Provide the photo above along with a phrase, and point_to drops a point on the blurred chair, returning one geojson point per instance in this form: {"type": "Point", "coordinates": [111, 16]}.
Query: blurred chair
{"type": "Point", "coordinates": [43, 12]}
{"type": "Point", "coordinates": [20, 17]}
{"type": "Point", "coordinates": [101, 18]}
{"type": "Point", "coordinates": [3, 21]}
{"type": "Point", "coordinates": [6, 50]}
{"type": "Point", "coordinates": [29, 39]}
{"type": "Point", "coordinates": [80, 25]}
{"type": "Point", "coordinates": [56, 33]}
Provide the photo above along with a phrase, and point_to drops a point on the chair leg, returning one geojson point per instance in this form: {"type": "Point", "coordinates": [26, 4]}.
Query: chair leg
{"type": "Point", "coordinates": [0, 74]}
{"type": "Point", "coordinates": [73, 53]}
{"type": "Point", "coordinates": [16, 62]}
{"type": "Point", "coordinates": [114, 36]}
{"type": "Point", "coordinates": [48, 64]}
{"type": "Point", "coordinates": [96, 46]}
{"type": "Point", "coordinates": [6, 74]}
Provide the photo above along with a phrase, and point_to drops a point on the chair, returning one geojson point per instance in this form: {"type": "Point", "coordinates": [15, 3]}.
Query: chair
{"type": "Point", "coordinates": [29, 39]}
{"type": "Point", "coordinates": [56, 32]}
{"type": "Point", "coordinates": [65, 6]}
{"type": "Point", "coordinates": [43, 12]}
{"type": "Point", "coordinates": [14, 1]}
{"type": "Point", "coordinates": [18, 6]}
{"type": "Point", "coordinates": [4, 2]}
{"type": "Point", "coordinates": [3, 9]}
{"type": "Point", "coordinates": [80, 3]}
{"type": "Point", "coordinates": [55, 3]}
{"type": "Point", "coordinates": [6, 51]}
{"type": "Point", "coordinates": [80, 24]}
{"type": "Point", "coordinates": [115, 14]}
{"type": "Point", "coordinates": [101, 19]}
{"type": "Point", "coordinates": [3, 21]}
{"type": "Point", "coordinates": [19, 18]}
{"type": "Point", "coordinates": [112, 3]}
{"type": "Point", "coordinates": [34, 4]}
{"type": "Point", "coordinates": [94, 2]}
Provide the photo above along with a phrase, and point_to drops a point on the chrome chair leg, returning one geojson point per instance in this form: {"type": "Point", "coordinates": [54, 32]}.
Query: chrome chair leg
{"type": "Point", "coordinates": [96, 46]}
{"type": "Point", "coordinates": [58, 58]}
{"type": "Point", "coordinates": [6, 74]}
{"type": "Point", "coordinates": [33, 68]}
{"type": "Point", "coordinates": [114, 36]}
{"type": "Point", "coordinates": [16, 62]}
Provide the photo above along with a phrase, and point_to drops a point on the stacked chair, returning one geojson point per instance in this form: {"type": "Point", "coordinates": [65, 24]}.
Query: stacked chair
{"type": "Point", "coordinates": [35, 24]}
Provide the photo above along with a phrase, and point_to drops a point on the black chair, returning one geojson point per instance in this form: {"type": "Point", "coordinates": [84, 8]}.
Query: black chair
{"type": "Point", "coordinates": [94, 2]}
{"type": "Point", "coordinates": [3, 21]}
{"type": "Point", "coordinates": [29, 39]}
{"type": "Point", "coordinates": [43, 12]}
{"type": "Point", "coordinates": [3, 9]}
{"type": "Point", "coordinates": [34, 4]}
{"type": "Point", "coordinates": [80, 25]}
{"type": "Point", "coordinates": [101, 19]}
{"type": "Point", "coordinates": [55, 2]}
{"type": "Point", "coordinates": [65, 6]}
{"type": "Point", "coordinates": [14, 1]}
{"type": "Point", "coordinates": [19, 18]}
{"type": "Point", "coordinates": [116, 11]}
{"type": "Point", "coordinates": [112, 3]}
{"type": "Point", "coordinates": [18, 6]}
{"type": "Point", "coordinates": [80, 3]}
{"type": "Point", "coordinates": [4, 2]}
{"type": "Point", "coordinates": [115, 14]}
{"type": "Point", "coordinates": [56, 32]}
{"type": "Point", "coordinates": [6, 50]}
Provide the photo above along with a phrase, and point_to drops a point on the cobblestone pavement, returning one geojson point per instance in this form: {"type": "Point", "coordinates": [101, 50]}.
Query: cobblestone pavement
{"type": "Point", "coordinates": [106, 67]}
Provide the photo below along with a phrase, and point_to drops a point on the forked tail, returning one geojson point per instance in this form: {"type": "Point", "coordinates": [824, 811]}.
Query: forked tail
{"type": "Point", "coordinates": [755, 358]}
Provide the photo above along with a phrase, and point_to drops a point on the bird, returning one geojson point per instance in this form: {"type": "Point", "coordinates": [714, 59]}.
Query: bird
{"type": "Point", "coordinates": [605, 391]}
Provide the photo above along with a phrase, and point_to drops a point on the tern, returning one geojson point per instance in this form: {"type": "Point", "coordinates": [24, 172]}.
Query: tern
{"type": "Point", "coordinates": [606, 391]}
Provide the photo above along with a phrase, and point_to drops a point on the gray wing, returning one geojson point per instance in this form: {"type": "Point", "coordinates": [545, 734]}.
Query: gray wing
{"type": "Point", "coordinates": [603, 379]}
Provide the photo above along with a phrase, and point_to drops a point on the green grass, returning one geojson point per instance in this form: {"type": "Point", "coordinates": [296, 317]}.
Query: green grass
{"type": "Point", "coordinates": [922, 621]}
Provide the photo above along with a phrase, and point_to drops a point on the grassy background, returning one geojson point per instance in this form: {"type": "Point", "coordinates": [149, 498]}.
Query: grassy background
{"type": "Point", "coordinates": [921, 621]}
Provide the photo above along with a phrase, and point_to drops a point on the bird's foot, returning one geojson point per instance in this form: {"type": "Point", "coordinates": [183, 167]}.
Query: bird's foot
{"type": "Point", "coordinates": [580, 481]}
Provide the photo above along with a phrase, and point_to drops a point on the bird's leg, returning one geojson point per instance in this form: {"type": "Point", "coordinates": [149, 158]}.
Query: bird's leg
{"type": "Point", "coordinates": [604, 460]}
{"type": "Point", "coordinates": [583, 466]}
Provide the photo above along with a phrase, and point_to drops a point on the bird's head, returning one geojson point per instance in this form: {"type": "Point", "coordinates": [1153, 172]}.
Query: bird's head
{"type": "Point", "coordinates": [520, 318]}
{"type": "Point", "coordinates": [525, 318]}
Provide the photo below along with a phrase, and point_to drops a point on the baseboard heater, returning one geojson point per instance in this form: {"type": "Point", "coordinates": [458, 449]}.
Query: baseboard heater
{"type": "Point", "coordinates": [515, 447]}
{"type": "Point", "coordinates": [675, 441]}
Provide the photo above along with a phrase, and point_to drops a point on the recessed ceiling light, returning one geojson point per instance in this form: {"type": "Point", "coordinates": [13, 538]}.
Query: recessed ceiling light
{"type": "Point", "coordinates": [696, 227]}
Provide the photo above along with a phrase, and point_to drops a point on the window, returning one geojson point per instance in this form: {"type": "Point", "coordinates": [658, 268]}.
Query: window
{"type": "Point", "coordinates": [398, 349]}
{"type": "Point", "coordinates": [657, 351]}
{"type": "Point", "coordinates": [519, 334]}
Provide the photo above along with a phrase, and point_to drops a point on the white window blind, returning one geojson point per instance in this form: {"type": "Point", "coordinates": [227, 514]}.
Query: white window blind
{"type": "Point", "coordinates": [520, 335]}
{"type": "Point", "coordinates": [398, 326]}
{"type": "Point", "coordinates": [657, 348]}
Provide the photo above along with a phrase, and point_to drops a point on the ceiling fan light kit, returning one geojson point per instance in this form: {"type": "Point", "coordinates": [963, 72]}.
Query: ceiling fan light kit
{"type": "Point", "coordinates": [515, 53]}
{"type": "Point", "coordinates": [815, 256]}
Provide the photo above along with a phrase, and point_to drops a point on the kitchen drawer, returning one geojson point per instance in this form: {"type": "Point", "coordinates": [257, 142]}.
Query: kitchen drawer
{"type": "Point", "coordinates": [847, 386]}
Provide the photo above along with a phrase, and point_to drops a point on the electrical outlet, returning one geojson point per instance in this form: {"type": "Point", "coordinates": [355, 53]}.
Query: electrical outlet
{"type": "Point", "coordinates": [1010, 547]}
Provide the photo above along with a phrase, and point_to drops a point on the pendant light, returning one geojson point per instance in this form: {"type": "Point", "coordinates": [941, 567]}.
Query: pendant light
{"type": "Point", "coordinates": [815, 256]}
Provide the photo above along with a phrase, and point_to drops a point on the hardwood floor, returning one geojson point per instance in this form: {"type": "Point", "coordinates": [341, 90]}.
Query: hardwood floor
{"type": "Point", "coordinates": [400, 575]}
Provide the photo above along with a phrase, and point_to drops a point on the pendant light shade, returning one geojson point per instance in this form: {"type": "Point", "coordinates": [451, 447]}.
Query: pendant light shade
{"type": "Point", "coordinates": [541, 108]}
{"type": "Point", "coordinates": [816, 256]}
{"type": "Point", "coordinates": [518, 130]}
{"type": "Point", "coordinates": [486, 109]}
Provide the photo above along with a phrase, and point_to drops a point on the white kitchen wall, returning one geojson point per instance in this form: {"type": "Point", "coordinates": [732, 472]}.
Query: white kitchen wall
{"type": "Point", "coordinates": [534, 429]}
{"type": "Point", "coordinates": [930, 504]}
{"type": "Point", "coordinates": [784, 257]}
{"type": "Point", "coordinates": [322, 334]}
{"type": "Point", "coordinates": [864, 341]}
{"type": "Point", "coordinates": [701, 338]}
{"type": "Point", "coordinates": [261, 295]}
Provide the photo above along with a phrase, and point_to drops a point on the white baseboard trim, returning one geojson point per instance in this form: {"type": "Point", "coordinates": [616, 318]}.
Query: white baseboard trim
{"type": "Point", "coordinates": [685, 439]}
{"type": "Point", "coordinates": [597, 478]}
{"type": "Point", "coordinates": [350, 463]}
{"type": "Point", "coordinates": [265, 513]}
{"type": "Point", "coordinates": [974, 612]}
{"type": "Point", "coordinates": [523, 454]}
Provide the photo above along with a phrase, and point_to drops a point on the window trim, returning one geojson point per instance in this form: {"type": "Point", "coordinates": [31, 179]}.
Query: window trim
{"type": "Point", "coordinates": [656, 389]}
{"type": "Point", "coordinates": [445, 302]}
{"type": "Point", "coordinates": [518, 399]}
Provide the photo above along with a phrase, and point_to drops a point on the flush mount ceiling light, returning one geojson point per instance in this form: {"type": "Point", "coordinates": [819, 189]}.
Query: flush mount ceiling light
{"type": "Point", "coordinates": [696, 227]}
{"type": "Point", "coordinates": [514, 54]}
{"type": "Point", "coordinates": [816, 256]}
====
- Instruction -
Return exactly the lines of the data, and only those, from the line with "light shade, returning" through the last line, inclusive.

- Full answer -
Provide the photo above along with a phrase, and point_to drops a point on the pendant light shade, returning one geojson point per instance in this form: {"type": "Point", "coordinates": [451, 447]}.
Query: pendant light shade
{"type": "Point", "coordinates": [541, 108]}
{"type": "Point", "coordinates": [816, 256]}
{"type": "Point", "coordinates": [518, 130]}
{"type": "Point", "coordinates": [486, 109]}
Provide the photo above along with a phrase, and point_to drops a point on the white kitchen wall, returning one geojson point per instance in this form: {"type": "Point", "coordinates": [732, 472]}.
Query: white kitchen wall
{"type": "Point", "coordinates": [534, 429]}
{"type": "Point", "coordinates": [930, 504]}
{"type": "Point", "coordinates": [784, 257]}
{"type": "Point", "coordinates": [322, 334]}
{"type": "Point", "coordinates": [864, 341]}
{"type": "Point", "coordinates": [701, 338]}
{"type": "Point", "coordinates": [261, 295]}
Provide the photo above along with a phrase, and point_to drops a point on the white baseboard trim, returning one geojson point per instance in this form: {"type": "Point", "coordinates": [616, 318]}.
Query: white baseboard trim
{"type": "Point", "coordinates": [685, 439]}
{"type": "Point", "coordinates": [597, 478]}
{"type": "Point", "coordinates": [350, 463]}
{"type": "Point", "coordinates": [265, 513]}
{"type": "Point", "coordinates": [974, 612]}
{"type": "Point", "coordinates": [523, 454]}
Provide the photo above along with a phrase, and point_to drops a point on the window trim, returning one geojson point per instance in this form: {"type": "Point", "coordinates": [31, 179]}.
Query: window trim
{"type": "Point", "coordinates": [656, 389]}
{"type": "Point", "coordinates": [445, 302]}
{"type": "Point", "coordinates": [518, 399]}
Provide the photo above along with a phrase, and point_to drops a point on the flush mount ceiling light, returning one geojson point per instance in this form: {"type": "Point", "coordinates": [819, 189]}.
Query: flush mount ceiling light
{"type": "Point", "coordinates": [696, 227]}
{"type": "Point", "coordinates": [514, 54]}
{"type": "Point", "coordinates": [816, 256]}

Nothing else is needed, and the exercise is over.